[Zu erledigende Aufgabe] Aus welchem Grund fragt -Zoran- im Forenthread über das Columbus-BMX nach der Marke? Nenne bitte den Grund, den er selbst angibt.

[Auszug aus Dokument]
<<<<

# Columbus BMX ?



## -Zoran- (17. Juli 2003)

Kennt jemand die Marke (?) Columbus???
Mein freund hat davon  ein BMX.
Freue mich über antworten!

Beste Grüße Jannis


----------



## kater (19. Juli 2003)

Nein.

. o O ( So eine dämliche Frage hab ich selten gelesen )


----------



## MTB-News.de




----------



## evil_rider (19. Juli 2003)

.oO(kennt nur Columbus als rohrsatz hersteller)


----------



## -Zoran- (19. Juli 2003)

wieso dämliche frage?
Ich habe nur (im Auftrag von meinem freund)
nach dieser marke gefragt weil er sein columbus BMX verkaufen will und nicht weiß wieviel es wertist!


----------



## Bremerhavener© (20. Juli 2003)

Ach ihr seid allesamt BANAUSEN ! 

Columbus Rules! 

Da hab ich euch mal eins rausgesucht: Nahezu unzerstörbarer Rahmen, pornosteife Anbauteile, das ganze kombiniert mit einer fantastischen Geometrie und einem grandiosen Flugverhalten, ordinär leicht, und das ganze zu nem Superpreis ! 

Columbus,die Marke der Vergangenheit,Gegenwart und Zukunft !


----------



## -Zoran- (20. Juli 2003)

mh ok ich weiß bescheid ... 
denkt ihr es ist das geld wert???


----------



## kater (20. Juli 2003)

Krasses Gefährt!


----------

>>>>

[Bereitgestelltes Material]
<<<<

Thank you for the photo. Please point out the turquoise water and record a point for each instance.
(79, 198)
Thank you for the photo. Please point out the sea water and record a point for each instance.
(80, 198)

>>>>

[Ergebnis der Aufgabe] Sein Freund will sein Columbus-BMX verkaufen und weiß nicht, wie viel es wert ist.